Job
Exact repetition is required: reproduce every line of the data.

Stored items:
·····

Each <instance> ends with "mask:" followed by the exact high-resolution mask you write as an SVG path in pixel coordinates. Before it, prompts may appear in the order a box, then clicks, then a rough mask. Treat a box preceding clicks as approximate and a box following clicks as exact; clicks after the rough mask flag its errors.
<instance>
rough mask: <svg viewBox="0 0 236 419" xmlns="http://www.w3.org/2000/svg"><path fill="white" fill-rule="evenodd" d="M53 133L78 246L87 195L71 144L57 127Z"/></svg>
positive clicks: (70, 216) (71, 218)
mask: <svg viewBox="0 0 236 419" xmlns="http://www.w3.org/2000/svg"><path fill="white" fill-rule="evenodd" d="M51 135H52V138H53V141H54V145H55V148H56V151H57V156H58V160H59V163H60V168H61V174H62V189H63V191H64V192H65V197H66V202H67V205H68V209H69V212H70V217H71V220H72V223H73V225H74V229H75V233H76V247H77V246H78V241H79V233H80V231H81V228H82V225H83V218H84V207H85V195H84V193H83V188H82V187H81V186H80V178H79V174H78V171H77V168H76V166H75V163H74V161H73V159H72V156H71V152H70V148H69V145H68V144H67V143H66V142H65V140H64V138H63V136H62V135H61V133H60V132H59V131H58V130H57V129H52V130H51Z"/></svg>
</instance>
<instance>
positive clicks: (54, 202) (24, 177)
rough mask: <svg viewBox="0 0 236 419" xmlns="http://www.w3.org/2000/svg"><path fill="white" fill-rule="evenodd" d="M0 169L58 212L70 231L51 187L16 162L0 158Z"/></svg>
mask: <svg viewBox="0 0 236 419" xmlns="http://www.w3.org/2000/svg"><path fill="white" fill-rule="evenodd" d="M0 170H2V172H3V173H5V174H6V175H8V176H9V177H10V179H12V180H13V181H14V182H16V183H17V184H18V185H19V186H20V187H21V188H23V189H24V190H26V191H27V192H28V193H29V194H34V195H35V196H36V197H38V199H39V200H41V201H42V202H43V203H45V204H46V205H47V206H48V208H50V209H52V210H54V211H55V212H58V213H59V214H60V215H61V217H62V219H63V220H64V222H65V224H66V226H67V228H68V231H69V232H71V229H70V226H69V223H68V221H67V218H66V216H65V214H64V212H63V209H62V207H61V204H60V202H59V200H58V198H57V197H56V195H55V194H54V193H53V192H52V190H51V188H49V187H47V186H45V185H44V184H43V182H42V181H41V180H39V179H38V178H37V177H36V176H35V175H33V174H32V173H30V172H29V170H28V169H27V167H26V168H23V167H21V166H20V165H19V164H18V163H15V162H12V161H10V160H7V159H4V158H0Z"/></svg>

·····

Exercise response
Each <instance> ends with "mask:" followed by the exact high-resolution mask you write as an SVG path in pixel coordinates. Before it, prompts may appear in the order a box, then clicks, then a rough mask. Treat a box preceding clicks as approximate and a box following clicks as exact; clicks after the rough mask flag its errors.
<instance>
rough mask: <svg viewBox="0 0 236 419" xmlns="http://www.w3.org/2000/svg"><path fill="white" fill-rule="evenodd" d="M53 133L78 246L87 195L71 144L57 127Z"/></svg>
positive clicks: (70, 216) (71, 218)
mask: <svg viewBox="0 0 236 419" xmlns="http://www.w3.org/2000/svg"><path fill="white" fill-rule="evenodd" d="M51 135H52V138H53V141H54V145H55V148H56V151H57V156H58V160H59V163H60V168H61V174H62V189H63V191H64V192H65V197H66V202H67V205H68V209H69V212H70V217H71V220H72V223H73V225H74V229H75V233H76V247H77V246H78V241H79V233H80V231H81V228H82V225H83V218H84V207H85V195H84V193H83V188H82V187H81V186H80V178H79V174H78V171H77V168H76V166H75V163H74V161H73V159H72V156H71V152H70V148H69V145H68V144H67V143H66V142H65V140H64V138H63V136H62V135H61V133H60V132H59V131H58V130H57V129H52V130H51Z"/></svg>
</instance>
<instance>
positive clicks: (54, 202) (24, 177)
rough mask: <svg viewBox="0 0 236 419" xmlns="http://www.w3.org/2000/svg"><path fill="white" fill-rule="evenodd" d="M0 169L58 212L70 231L51 187L16 162L0 158Z"/></svg>
mask: <svg viewBox="0 0 236 419" xmlns="http://www.w3.org/2000/svg"><path fill="white" fill-rule="evenodd" d="M0 170H2V172H3V173H5V174H6V175H8V176H9V177H10V179H12V180H13V181H14V182H16V183H17V184H18V185H19V186H20V187H21V188H23V189H24V190H26V191H27V192H28V193H29V194H34V195H35V196H36V197H38V199H39V200H41V201H42V202H43V203H45V204H46V205H47V206H48V208H50V209H52V210H54V211H55V212H58V213H59V214H60V215H61V217H62V219H63V220H64V222H65V224H66V226H67V228H68V231H69V232H71V229H70V226H69V223H68V221H67V218H66V216H65V214H64V212H63V209H62V207H61V204H60V202H59V200H58V198H57V197H56V195H55V194H54V193H53V192H52V190H51V188H49V187H47V186H45V185H44V184H43V182H42V181H41V180H39V179H38V178H37V177H36V176H35V175H33V174H32V173H30V172H29V170H28V169H27V167H26V168H23V167H21V166H20V165H19V164H18V163H15V162H12V161H10V160H7V159H4V158H0Z"/></svg>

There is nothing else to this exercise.